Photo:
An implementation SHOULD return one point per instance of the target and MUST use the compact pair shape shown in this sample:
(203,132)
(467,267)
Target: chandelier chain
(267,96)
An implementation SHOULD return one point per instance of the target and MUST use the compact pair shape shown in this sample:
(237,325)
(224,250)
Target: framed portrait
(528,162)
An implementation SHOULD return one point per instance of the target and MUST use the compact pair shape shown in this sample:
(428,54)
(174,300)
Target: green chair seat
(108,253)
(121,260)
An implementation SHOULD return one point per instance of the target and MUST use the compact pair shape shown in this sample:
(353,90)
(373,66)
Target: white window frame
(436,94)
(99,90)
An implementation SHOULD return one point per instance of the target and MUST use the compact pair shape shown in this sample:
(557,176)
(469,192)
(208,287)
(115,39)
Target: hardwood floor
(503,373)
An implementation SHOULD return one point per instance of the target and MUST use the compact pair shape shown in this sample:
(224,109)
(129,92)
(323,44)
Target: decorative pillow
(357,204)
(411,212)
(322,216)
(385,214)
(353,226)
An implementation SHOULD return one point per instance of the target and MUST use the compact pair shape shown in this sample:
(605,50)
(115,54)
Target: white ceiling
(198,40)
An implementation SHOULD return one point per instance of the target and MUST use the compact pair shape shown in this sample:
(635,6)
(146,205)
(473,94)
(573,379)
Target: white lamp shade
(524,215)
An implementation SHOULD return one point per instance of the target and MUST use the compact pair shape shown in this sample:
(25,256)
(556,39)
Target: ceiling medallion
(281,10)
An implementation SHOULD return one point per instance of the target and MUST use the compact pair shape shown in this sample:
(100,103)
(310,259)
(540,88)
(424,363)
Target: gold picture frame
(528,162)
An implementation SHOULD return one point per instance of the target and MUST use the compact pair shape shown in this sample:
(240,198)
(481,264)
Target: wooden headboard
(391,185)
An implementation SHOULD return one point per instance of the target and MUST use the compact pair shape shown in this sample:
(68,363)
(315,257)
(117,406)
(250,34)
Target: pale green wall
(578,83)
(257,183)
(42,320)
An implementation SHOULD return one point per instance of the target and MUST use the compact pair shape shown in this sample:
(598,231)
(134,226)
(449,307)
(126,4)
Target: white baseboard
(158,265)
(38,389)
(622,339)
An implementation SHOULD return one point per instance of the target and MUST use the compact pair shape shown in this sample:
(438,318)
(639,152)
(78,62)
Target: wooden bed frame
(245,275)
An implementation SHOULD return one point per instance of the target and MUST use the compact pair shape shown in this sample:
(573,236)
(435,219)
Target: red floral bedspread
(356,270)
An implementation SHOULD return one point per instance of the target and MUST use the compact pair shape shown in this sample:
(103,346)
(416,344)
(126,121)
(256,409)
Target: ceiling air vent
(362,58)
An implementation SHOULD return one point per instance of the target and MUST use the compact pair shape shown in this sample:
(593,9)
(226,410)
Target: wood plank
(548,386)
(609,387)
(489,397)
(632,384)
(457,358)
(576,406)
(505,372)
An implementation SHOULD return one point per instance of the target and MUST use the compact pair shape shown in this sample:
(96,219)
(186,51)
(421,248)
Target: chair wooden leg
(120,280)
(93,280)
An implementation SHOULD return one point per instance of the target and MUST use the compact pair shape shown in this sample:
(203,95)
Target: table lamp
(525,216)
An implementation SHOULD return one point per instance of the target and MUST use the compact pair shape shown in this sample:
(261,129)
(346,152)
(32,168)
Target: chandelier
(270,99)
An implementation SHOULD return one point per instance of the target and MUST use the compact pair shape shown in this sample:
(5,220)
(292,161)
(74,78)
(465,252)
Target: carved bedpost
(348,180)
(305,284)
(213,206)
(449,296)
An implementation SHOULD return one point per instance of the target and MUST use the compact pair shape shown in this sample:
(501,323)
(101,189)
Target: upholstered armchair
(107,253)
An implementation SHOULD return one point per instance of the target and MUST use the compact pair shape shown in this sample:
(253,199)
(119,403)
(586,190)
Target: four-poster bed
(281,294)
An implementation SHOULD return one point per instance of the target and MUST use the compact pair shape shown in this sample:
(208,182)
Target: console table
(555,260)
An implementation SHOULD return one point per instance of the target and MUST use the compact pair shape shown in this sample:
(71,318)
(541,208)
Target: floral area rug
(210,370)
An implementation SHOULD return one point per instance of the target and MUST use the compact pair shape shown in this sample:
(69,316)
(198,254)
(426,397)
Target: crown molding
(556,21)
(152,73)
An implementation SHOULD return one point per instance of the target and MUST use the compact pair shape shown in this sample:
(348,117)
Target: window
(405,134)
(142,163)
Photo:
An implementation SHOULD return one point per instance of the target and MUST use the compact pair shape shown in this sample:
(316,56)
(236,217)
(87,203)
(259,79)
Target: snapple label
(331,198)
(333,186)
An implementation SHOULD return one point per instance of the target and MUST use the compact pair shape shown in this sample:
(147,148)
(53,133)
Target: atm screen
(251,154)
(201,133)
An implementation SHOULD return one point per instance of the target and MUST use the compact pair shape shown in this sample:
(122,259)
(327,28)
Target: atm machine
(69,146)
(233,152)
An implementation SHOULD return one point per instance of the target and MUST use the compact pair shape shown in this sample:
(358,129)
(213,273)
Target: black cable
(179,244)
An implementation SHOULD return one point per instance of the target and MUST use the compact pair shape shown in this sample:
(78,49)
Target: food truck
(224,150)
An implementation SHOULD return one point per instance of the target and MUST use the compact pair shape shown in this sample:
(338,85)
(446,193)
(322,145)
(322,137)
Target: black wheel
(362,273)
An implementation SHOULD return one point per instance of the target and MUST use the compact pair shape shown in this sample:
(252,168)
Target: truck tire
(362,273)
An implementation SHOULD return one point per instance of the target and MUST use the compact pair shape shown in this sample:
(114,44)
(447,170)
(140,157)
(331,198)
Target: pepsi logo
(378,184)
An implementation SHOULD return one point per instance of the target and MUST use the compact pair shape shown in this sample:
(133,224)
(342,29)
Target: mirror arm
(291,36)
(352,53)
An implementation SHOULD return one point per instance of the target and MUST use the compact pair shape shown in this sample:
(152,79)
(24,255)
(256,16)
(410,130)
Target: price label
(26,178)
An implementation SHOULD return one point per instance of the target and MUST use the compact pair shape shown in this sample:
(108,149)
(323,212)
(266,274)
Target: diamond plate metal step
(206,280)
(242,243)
= = = =
** WHAT YOU WILL DO **
Copy out the data above, word for word.

** RESPONSE TO THE TASK **
Photo:
An implementation SHOULD return one point per instance of the target and MUST use the compact pair shape shown in this sample:
(203,132)
(467,267)
Target: chandelier chain
(267,96)
An implementation SHOULD return one point per instance of the target and MUST use the compact pair shape shown in this sample:
(237,325)
(224,250)
Target: framed portrait
(528,162)
An implementation SHOULD return one point per instance of the target and MUST use the compact pair shape shown in this sample:
(428,54)
(174,300)
Target: green chair seat
(108,253)
(121,260)
An implementation SHOULD return one point per instance of the target and MUST use the compact pair shape shown in this sample:
(353,90)
(373,66)
Target: white window frame
(436,94)
(99,90)
An implementation SHOULD return one point per instance of the target and MUST use the compact pair shape shown in this sample:
(557,176)
(469,192)
(208,287)
(115,39)
Target: hardwood floor
(503,373)
An implementation SHOULD return one point per instance of the target and MUST use the compact pair shape shown in this sample:
(224,109)
(129,92)
(323,44)
Target: decorative pillow
(357,204)
(411,212)
(322,216)
(385,214)
(353,226)
An implementation SHOULD return one point per instance of the target and MUST use the compact pair shape shown in this sample:
(605,50)
(115,54)
Target: white ceiling
(198,40)
An implementation SHOULD return one point per instance of the target and MUST use the compact pair shape shown in this sample:
(635,6)
(146,205)
(473,94)
(573,379)
Target: white lamp shade
(524,215)
An implementation SHOULD return one point per instance of the target and MUST use the compact pair shape shown in this sample:
(25,256)
(556,39)
Target: ceiling medallion
(281,10)
An implementation SHOULD return one point per instance of the target and MUST use the compact pair shape shown in this sample:
(100,103)
(310,259)
(540,88)
(424,363)
Target: gold picture frame
(528,162)
An implementation SHOULD return one point per instance of the target and MUST use the compact pair shape shown in this sample:
(240,198)
(481,264)
Target: wooden headboard
(391,185)
An implementation SHOULD return one point per instance of the target and MUST use the compact pair shape shown in this sample:
(68,363)
(315,257)
(117,406)
(250,34)
Target: pale green wall
(578,83)
(257,183)
(42,320)
An implementation SHOULD return one point per instance of the target and MUST use the compact pair shape shown in this sample:
(598,231)
(134,226)
(449,307)
(126,4)
Target: white baseboard
(158,265)
(38,389)
(622,339)
An implementation SHOULD return one point per instance of the target and MUST use the compact pair shape shown in this sample:
(438,318)
(639,152)
(78,62)
Target: wooden bed frame
(245,275)
An implementation SHOULD return one point per instance of the target and MUST use the compact pair shape shown in this sample:
(573,236)
(435,219)
Target: red floral bedspread
(356,270)
An implementation SHOULD return one point per instance of the target and MUST use the compact pair shape shown in this sample:
(103,346)
(416,344)
(126,121)
(256,409)
Target: ceiling air vent
(362,58)
An implementation SHOULD return one point per instance of the target and MUST use the compact pair shape shown in this sample:
(593,9)
(226,410)
Target: wood plank
(548,386)
(609,387)
(489,397)
(632,384)
(457,358)
(576,406)
(505,372)
An implementation SHOULD return one point per instance of the target and MUST use the compact pair shape shown in this sample:
(96,219)
(186,51)
(421,248)
Target: chair wooden leg
(120,280)
(93,280)
An implementation SHOULD return one point per instance of the target and MUST use the compact pair shape shown in this sample:
(203,95)
Target: table lamp
(525,216)
An implementation SHOULD return one point per instance of the target and MUST use the compact pair shape shown in this sample:
(261,129)
(346,152)
(32,168)
Target: chandelier
(270,99)
An implementation SHOULD return one point per instance of the target and MUST use the compact pair shape shown in this sample:
(5,220)
(292,161)
(74,78)
(465,252)
Target: carved bedpost
(348,180)
(305,284)
(213,206)
(449,296)
An implementation SHOULD return one point per instance of the target and MUST use the compact pair shape shown in this sample:
(501,323)
(101,189)
Target: upholstered armchair
(107,253)
An implementation SHOULD return one point per instance of the target and MUST use the compact pair shape shown in this sample:
(253,199)
(119,403)
(586,190)
Target: four-poster bed
(281,294)
An implementation SHOULD return one point per instance of the target and MUST use the compact pair shape shown in this sample:
(208,182)
Target: console table
(555,260)
An implementation SHOULD return one point per instance of the target and MUST use the compact pair shape shown in this sample:
(71,318)
(541,208)
Target: floral area rug
(210,370)
An implementation SHOULD return one point per instance of the target and MUST use the compact pair shape shown in this sample:
(69,316)
(198,254)
(426,397)
Target: crown molding
(556,21)
(152,73)
An implementation SHOULD return one point per instance of the target and MUST use the compact pair shape shown in this sample:
(348,117)
Target: window
(405,134)
(142,163)
Photo:
An implementation SHOULD return one point per instance of the target and MUST use the compact pair shape shown in this sample:
(316,56)
(236,217)
(87,203)
(259,79)
Target: snapple label
(331,198)
(333,186)
An implementation SHOULD return one point per instance of the target and MUST use the compact pair shape shown in this sample:
(147,148)
(53,133)
Target: atm screen
(251,154)
(201,133)
An implementation SHOULD return one point per instance of the target and MUST use the compact pair shape shown in this sample:
(122,259)
(327,28)
Target: atm machine
(69,146)
(233,152)
An implementation SHOULD return one point per instance of the target and MUST use the compact pair shape shown in this sample:
(358,129)
(213,273)
Target: black cable
(179,244)
An implementation SHOULD return one point per instance of the target and MUST use the compact pair shape shown in this sample:
(78,49)
Target: food truck
(224,150)
An implementation SHOULD return one point per instance of the target and MUST use the compact pair shape shown in this sample:
(338,85)
(446,193)
(322,145)
(322,137)
Target: black wheel
(362,273)
An implementation SHOULD return one point per instance of the target and MUST use the compact pair shape shown in this sample:
(252,168)
Target: truck tire
(362,273)
An implementation SHOULD return one point per instance of the target and MUST use the compact pair shape shown in this sample:
(114,44)
(447,170)
(140,157)
(331,198)
Target: pepsi logo
(378,184)
An implementation SHOULD return one point per instance of the target and MUST use the compact pair shape shown in this sample:
(133,224)
(342,29)
Target: mirror arm
(291,36)
(352,53)
An implementation SHOULD return one point per instance of the target and MUST use the compact pair shape shown in this sample:
(152,79)
(24,255)
(256,16)
(410,130)
Target: price label
(26,178)
An implementation SHOULD return one point per instance of the target and MUST use the compact pair shape shown in this sample:
(108,149)
(323,212)
(266,274)
Target: diamond plate metal step
(206,280)
(242,243)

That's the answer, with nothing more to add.